Data listing
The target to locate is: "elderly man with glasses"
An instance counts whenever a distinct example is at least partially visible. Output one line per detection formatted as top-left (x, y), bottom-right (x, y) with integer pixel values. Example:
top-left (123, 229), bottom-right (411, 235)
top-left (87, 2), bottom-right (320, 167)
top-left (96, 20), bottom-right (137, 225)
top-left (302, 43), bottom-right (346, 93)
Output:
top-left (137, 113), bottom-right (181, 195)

What needs to be done
Can you reproduce every one of the records above line for line, keeping each character unchanged?

Solution for this task
The target to locate is: "elderly man with glasses"
An instance counts whenever a distinct example is at least partially visible. Output one line per detection formatted as top-left (x, y), bottom-right (x, y) with integer pixel values. Example:
top-left (123, 229), bottom-right (411, 235)
top-left (87, 2), bottom-right (320, 167)
top-left (96, 20), bottom-right (137, 225)
top-left (302, 43), bottom-right (346, 93)
Output:
top-left (137, 113), bottom-right (181, 195)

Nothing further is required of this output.